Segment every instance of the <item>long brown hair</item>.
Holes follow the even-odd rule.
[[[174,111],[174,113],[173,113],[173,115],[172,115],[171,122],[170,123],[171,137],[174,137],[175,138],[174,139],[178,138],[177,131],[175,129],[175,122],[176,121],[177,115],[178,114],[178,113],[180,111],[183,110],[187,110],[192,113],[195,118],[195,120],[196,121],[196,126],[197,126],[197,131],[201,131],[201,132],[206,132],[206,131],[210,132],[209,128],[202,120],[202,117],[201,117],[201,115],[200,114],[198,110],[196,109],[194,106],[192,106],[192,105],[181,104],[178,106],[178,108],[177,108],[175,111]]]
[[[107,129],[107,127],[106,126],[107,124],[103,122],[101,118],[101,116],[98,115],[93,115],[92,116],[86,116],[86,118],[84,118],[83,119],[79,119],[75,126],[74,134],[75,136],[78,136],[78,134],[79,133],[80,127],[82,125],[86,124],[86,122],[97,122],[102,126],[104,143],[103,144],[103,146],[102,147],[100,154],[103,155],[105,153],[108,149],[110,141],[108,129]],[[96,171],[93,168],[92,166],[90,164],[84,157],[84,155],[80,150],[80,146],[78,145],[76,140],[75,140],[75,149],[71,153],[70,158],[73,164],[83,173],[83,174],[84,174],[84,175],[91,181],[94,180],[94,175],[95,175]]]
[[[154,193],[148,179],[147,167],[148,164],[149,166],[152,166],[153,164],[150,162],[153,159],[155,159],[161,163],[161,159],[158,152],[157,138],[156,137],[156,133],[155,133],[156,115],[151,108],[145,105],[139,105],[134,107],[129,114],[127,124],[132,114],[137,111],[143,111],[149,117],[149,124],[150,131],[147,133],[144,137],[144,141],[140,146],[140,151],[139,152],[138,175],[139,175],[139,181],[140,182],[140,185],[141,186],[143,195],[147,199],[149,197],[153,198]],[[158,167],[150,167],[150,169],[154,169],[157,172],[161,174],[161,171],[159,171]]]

● ● ● ●

# [Short exercise]
Revise the material above by replacing "long brown hair" with "curly red hair" and keeping everything else unchanged.

# [Solution]
Segment every instance of the <item>curly red hair</item>.
Holes follow the even-odd rule.
[[[174,111],[174,113],[173,113],[173,115],[172,115],[171,122],[170,123],[171,137],[174,137],[175,138],[174,139],[178,138],[177,131],[175,129],[175,122],[176,121],[177,115],[178,114],[178,113],[180,111],[183,110],[187,110],[192,113],[195,118],[195,120],[196,121],[196,126],[197,126],[197,131],[201,131],[201,132],[206,132],[206,131],[210,132],[209,128],[202,120],[202,117],[201,117],[201,115],[200,114],[198,110],[196,109],[194,106],[192,106],[192,105],[181,104],[178,106],[178,108],[177,108],[175,111]]]
[[[107,129],[107,127],[106,126],[107,124],[103,122],[101,118],[101,116],[98,115],[93,115],[92,116],[86,116],[86,118],[84,118],[83,119],[79,119],[75,126],[74,134],[75,136],[78,136],[78,134],[79,133],[80,127],[82,125],[86,124],[86,122],[97,122],[102,126],[104,143],[103,144],[103,146],[102,147],[100,154],[103,155],[105,153],[108,149],[110,141],[108,129]],[[96,171],[93,168],[92,166],[90,164],[84,157],[84,155],[80,150],[80,146],[78,145],[76,140],[75,140],[75,149],[71,153],[70,158],[73,164],[83,173],[83,174],[84,174],[84,175],[91,181],[94,180],[94,175],[95,175]]]
[[[154,193],[148,179],[147,167],[148,164],[149,166],[152,166],[153,164],[150,162],[153,159],[155,159],[161,163],[161,159],[158,152],[157,138],[156,137],[156,133],[155,133],[156,115],[151,108],[145,105],[139,105],[134,107],[129,114],[127,124],[132,114],[137,111],[143,111],[149,117],[149,124],[150,131],[147,133],[144,137],[144,141],[140,146],[140,151],[139,152],[138,175],[139,175],[139,181],[140,182],[140,185],[141,186],[143,195],[147,199],[149,197],[153,198]],[[158,167],[150,167],[150,169],[154,169],[157,172],[161,174],[161,171],[159,171]]]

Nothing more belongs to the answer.